Study text:
■ ■ ■
Visualizing
the Virus
Syndemic Sublime
A SciArtist (re)visualizes SARS
“Doilies (SARS)”, created in 2004 in response to the first SARS-1 outbreak, reconsiders the lace doily as an innocuous domestic artifact and reimagines its traditional motifs that reference “nature”. The radial symmetry of the doily and aesthetic conventions of lace are conflated with that of the coronavirus structure. The work evokes the intricacy of decorative textiles and their associations with the familiarity and comforts of domesticity that serve as camouflage for less ideal circumstances. Doilies themselves might serve to hide a scratch or stain on furniture. And the aesthetic conventions of lace serve as camouflage for the structure of an enveloped virus allowing a liminal experience of visibility and invisibility. Here, the DNA, RNA, protein spikes, and lipid envelopes become unassuming decorative motifs. Bioterrorism, pandemics, and anti-microbial products alike have heightened our awareness of the microbial world. The project materializes the notion that an heirloom artifact can manifest the psychological heredity of cultural anxieties. Collective traumas borne from disease are rematerialized in an heirloom artifact to be passed on from one generation to the next. The sculpture has taken on a broader resonance in light of the COVID-19 pandemic. Many of the original conceptual intentions of the project still emerge, however, with “shelter in place” policies and pleas from medical professionals for the public to “stay home”, the relationship between our biomedical status and our domestic circumstances is now amplified. The doily renders visible a “biomedical imaginary” in which our entanglements with the microbial world are increasingly complex, pervasive, and quotidian.
■ ■ ■
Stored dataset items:
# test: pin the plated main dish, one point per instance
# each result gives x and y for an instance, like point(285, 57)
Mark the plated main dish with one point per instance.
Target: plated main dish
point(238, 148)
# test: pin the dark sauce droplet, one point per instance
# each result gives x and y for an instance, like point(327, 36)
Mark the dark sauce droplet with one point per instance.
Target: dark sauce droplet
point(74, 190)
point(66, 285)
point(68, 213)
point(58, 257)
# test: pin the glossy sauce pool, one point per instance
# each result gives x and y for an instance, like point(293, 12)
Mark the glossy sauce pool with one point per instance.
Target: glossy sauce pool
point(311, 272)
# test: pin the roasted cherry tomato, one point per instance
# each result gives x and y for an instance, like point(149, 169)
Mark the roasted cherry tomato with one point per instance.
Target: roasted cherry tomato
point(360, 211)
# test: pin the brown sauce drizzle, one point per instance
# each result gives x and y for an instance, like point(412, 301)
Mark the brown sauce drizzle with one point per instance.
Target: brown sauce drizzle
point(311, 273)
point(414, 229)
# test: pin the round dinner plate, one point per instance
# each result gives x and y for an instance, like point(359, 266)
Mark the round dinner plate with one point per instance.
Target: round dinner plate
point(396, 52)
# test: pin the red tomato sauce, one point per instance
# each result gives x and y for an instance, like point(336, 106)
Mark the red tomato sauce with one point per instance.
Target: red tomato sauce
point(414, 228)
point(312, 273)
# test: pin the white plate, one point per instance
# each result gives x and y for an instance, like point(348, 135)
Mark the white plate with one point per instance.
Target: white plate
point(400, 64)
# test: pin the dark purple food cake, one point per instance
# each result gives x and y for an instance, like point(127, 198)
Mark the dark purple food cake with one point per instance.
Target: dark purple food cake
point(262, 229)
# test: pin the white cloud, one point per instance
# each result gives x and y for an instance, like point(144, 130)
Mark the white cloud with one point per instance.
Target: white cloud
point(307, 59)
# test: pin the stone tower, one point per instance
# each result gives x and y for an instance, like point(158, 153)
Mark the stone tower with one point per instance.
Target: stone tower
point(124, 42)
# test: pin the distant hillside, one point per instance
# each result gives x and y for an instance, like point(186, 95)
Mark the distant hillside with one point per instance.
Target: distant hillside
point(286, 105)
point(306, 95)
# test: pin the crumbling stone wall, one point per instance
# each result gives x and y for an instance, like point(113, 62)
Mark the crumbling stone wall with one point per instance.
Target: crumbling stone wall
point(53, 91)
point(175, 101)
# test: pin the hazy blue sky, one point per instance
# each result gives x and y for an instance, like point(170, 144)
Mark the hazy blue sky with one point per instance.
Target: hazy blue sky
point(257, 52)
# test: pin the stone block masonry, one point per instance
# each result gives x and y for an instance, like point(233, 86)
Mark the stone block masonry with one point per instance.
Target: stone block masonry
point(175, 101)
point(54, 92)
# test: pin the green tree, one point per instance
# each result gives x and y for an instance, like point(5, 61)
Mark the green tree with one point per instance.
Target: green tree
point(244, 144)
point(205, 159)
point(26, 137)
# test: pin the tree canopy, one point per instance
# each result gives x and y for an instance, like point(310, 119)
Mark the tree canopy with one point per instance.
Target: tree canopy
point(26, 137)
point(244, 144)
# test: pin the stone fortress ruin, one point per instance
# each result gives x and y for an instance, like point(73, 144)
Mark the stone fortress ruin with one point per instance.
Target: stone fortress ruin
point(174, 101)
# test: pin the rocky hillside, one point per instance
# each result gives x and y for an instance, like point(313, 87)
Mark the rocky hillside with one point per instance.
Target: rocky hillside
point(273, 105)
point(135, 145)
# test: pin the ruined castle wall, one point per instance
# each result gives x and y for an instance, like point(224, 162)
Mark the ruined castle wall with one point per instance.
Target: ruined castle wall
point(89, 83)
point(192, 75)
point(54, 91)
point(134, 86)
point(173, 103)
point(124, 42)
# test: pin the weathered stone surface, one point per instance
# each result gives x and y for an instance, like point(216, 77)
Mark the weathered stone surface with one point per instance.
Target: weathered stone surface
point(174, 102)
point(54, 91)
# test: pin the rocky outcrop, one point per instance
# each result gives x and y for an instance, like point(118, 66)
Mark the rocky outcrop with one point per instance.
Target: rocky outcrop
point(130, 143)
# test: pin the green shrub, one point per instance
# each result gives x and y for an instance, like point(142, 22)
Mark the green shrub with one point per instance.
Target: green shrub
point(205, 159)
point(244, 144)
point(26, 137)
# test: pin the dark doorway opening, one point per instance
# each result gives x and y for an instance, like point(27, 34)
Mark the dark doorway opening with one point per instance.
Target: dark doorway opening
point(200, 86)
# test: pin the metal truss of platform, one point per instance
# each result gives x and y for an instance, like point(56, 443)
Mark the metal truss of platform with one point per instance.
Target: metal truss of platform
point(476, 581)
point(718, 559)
■ ■ ■
According to the text about "Doilies (SARS)," in what year was the work created, and in response to what?

It was created in 2004 in response to the first SARS-1 outbreak.